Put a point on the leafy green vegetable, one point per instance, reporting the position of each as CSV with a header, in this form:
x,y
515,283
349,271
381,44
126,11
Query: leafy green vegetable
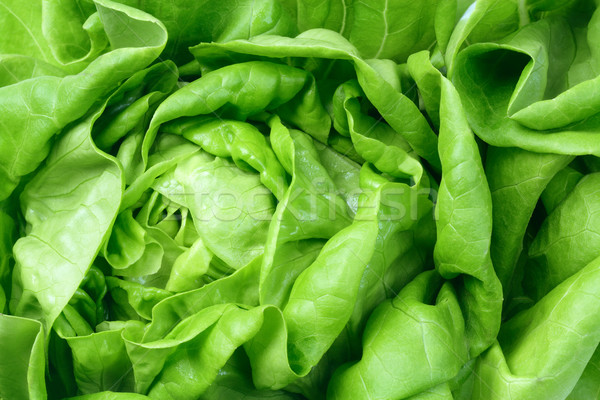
x,y
299,199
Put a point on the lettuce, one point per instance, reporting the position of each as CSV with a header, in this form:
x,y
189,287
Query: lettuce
x,y
299,199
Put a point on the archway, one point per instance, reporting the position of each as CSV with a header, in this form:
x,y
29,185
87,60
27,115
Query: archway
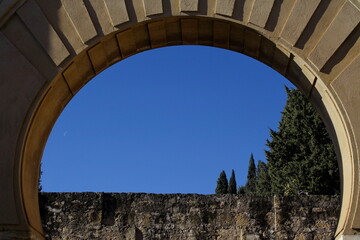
x,y
59,52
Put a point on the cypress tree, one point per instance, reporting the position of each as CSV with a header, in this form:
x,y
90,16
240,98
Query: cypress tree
x,y
232,183
301,157
263,186
222,184
250,187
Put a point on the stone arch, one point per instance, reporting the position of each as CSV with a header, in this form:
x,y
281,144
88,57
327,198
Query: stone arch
x,y
50,49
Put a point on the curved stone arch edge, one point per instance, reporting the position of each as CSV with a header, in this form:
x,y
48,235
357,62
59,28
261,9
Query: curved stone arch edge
x,y
65,94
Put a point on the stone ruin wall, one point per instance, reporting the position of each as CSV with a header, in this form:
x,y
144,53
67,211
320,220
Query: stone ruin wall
x,y
140,216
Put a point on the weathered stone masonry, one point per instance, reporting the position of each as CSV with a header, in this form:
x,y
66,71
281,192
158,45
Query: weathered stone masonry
x,y
138,216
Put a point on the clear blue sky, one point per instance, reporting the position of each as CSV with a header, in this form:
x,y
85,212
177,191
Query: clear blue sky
x,y
167,120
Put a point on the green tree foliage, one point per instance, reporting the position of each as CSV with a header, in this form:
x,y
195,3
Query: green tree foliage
x,y
250,187
263,186
301,156
39,180
232,183
222,184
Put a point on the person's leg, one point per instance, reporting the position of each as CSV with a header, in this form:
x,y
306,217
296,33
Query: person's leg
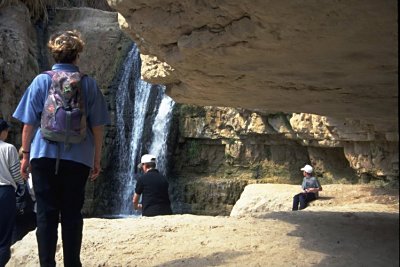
x,y
7,218
74,176
303,201
296,202
310,197
47,189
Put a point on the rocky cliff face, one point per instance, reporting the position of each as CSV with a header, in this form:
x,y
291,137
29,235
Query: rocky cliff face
x,y
332,58
258,56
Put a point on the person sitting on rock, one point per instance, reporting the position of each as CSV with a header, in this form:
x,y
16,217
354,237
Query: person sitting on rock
x,y
152,186
310,187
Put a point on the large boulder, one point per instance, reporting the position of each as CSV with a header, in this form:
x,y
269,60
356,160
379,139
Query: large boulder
x,y
337,59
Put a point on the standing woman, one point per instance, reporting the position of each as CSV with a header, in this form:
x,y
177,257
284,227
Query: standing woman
x,y
60,170
10,179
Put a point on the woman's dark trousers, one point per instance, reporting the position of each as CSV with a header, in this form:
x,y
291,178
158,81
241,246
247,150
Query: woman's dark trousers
x,y
303,199
7,219
59,197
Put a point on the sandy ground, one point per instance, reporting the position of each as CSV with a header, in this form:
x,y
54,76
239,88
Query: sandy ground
x,y
363,232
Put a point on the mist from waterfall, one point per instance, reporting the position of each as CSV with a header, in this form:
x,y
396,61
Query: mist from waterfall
x,y
143,115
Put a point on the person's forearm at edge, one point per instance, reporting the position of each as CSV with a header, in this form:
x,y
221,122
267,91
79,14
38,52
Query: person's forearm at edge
x,y
98,144
135,200
27,132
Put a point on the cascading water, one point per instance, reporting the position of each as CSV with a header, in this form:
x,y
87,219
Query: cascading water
x,y
139,118
160,131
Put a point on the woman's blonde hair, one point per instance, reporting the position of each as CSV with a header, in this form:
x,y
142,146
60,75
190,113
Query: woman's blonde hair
x,y
65,46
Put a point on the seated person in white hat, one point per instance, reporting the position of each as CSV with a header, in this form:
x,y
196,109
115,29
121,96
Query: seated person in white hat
x,y
310,188
152,186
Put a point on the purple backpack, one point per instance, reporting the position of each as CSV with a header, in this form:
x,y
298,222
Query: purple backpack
x,y
63,116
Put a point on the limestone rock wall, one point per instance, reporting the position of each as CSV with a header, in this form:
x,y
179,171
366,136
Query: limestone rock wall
x,y
338,149
333,58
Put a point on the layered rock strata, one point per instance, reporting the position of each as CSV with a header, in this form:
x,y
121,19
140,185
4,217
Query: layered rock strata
x,y
336,59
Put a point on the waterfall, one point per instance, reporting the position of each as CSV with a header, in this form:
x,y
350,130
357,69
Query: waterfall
x,y
143,114
160,131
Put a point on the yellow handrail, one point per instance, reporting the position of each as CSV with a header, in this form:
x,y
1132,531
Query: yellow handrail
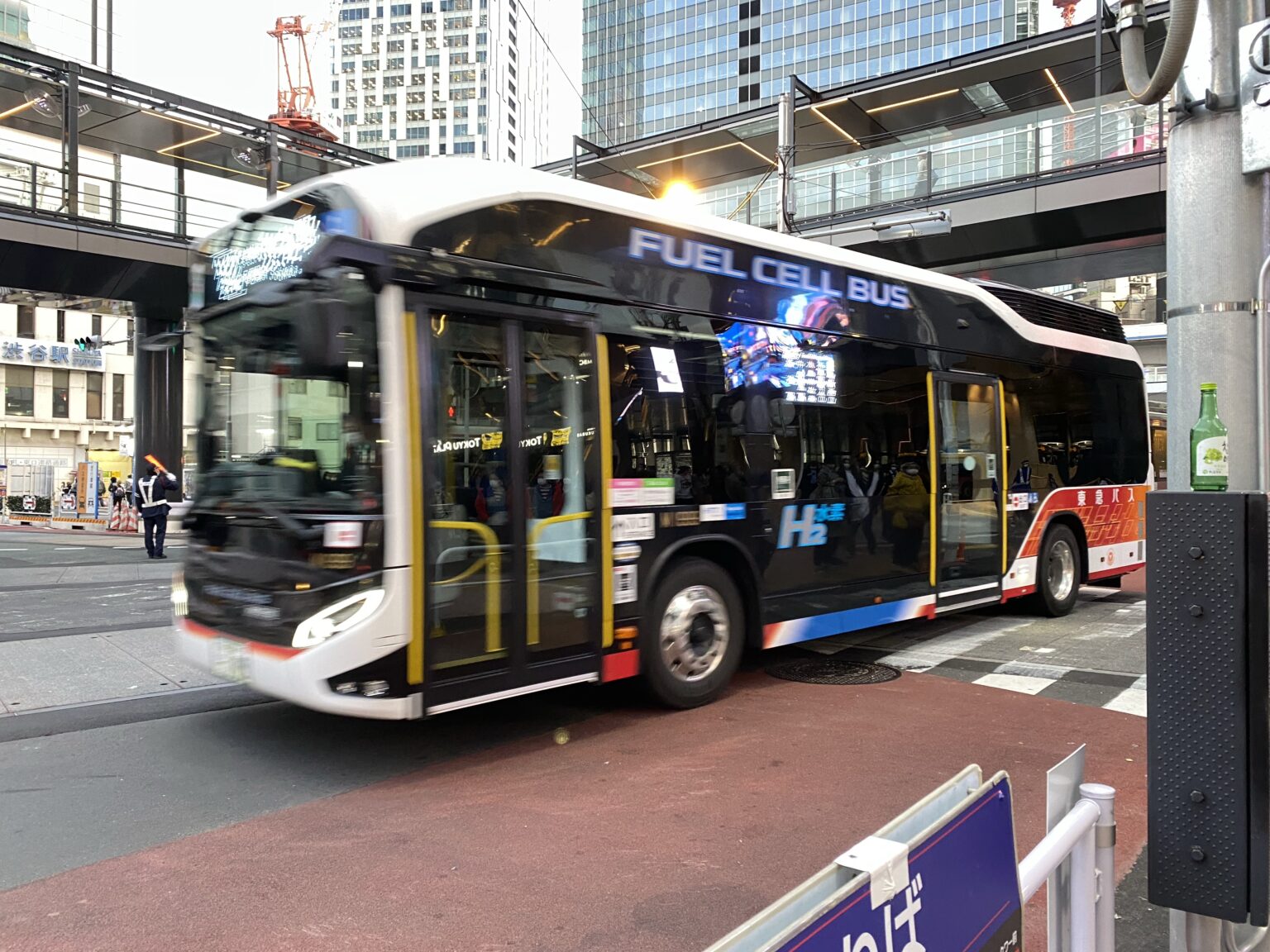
x,y
470,570
494,561
532,570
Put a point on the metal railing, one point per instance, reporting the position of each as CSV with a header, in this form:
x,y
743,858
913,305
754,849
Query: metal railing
x,y
41,188
1019,149
1087,835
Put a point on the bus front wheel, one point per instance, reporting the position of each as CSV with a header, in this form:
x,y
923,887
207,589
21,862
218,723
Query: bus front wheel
x,y
692,639
1058,573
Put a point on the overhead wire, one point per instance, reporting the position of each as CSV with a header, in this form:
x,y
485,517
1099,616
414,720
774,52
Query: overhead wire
x,y
582,99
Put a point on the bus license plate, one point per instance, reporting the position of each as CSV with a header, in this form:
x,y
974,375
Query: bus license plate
x,y
229,659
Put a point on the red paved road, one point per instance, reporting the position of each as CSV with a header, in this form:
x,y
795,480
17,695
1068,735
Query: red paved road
x,y
648,831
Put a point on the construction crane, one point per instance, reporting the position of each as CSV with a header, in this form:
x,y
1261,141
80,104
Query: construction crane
x,y
296,101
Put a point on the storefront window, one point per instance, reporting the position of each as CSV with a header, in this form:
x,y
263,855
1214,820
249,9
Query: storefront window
x,y
19,391
94,397
61,395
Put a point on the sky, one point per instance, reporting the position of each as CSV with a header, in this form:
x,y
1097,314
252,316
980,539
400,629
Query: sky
x,y
218,52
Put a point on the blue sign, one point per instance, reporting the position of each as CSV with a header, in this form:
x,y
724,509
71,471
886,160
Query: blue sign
x,y
962,892
805,525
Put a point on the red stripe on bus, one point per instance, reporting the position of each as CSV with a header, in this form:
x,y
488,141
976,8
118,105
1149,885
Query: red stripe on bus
x,y
621,664
202,631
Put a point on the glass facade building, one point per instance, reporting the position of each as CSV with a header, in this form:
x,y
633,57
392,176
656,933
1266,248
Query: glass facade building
x,y
652,66
441,78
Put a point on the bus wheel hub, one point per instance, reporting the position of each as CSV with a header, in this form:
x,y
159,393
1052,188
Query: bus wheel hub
x,y
695,634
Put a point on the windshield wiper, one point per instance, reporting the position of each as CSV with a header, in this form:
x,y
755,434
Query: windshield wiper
x,y
289,523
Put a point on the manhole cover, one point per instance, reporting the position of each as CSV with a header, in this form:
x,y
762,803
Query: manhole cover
x,y
832,670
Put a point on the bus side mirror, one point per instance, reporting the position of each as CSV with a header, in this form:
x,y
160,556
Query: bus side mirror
x,y
325,339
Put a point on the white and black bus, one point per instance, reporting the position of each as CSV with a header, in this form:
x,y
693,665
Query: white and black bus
x,y
470,432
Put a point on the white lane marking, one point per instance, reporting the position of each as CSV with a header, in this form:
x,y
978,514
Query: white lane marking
x,y
1021,683
1132,700
1034,669
929,653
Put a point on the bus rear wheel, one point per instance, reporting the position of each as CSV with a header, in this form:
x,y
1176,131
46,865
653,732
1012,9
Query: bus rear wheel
x,y
692,639
1058,573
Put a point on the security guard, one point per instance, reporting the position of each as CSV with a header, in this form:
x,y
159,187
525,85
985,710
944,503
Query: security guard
x,y
153,503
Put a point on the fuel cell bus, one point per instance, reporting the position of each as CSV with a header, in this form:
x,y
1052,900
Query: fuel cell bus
x,y
470,431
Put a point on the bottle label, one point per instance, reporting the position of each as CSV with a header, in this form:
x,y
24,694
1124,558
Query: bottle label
x,y
1210,457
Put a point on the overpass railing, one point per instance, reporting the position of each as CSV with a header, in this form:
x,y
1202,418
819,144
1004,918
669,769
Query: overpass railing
x,y
118,199
948,164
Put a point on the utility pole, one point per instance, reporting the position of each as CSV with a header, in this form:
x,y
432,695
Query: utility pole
x,y
785,161
1215,250
1217,241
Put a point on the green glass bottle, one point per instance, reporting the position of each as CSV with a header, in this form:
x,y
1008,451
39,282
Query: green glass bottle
x,y
1210,462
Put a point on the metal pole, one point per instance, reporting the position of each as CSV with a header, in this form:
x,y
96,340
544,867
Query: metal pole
x,y
1097,84
1104,861
1215,253
70,132
182,201
785,161
1215,250
272,164
1083,885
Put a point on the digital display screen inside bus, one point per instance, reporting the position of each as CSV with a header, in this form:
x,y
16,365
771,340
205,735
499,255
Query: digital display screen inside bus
x,y
756,355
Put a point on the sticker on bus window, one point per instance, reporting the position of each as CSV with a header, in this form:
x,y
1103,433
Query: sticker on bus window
x,y
782,483
647,492
668,380
633,527
625,585
723,512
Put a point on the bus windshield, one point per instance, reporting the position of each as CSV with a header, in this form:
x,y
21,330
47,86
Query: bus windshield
x,y
291,404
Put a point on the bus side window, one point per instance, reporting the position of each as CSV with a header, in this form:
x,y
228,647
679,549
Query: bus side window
x,y
673,418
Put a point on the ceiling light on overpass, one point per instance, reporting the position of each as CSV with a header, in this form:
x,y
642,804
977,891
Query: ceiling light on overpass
x,y
681,194
1059,90
914,102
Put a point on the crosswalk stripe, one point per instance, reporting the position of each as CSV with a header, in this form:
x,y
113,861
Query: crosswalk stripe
x,y
1129,701
1020,683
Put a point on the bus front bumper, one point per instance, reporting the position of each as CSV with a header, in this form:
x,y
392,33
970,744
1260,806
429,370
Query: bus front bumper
x,y
284,673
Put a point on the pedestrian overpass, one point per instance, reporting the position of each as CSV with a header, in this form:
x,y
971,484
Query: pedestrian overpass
x,y
104,182
1048,173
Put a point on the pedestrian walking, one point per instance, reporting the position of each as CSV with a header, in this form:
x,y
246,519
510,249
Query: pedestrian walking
x,y
153,503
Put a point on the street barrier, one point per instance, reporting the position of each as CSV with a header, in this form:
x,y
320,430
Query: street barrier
x,y
943,876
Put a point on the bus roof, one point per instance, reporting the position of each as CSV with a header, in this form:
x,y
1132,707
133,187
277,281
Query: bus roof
x,y
398,199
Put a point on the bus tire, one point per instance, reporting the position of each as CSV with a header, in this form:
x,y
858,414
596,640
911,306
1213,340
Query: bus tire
x,y
692,639
1058,573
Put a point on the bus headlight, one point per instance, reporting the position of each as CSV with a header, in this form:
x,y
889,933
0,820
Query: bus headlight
x,y
338,617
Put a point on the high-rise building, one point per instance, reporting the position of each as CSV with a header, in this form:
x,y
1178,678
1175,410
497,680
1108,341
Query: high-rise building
x,y
442,78
651,66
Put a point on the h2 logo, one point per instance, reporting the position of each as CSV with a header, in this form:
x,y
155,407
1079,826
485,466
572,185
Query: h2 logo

^^^^^^^^^^^^^^^^

# REQUIREMENT:
Repeat, character for character, the lines from the one that holds "Put a point on the street" to the final line of the material, inclusive, and no other lines.

# FULL SOLUTION:
Put a point on the street barrier, one point per instance, reporting the position of each as CSV with a header, in this form:
x,y
320,430
Query: street barrier
x,y
943,876
Put a point on the bus roof, one point per instance, reporting the position of each as CSV with a header, in this form:
x,y
1132,707
133,187
277,281
Query: bus roof
x,y
398,199
Put a point on the bus tire, one point per instance, reporting the position of each as CSV with a header, in this form:
x,y
858,414
596,640
911,306
1213,340
Query: bus tire
x,y
692,639
1058,573
Put a point on the bus headlight, one point per instance, reporting the position of each as CSV with a header, in this form:
x,y
889,933
0,820
Query: bus headlight
x,y
338,617
Put a point on the high-rise building, one point per instance, reporting the position of each as CSV with a header, in this form:
x,y
1178,678
1175,410
497,680
1108,341
Query: high-rise building
x,y
442,78
651,66
Put a point on the h2 logo, one point per instance, reporting the position of each as CSV with a header, in this form:
x,y
155,407
1079,826
485,466
572,185
Query: h2 logo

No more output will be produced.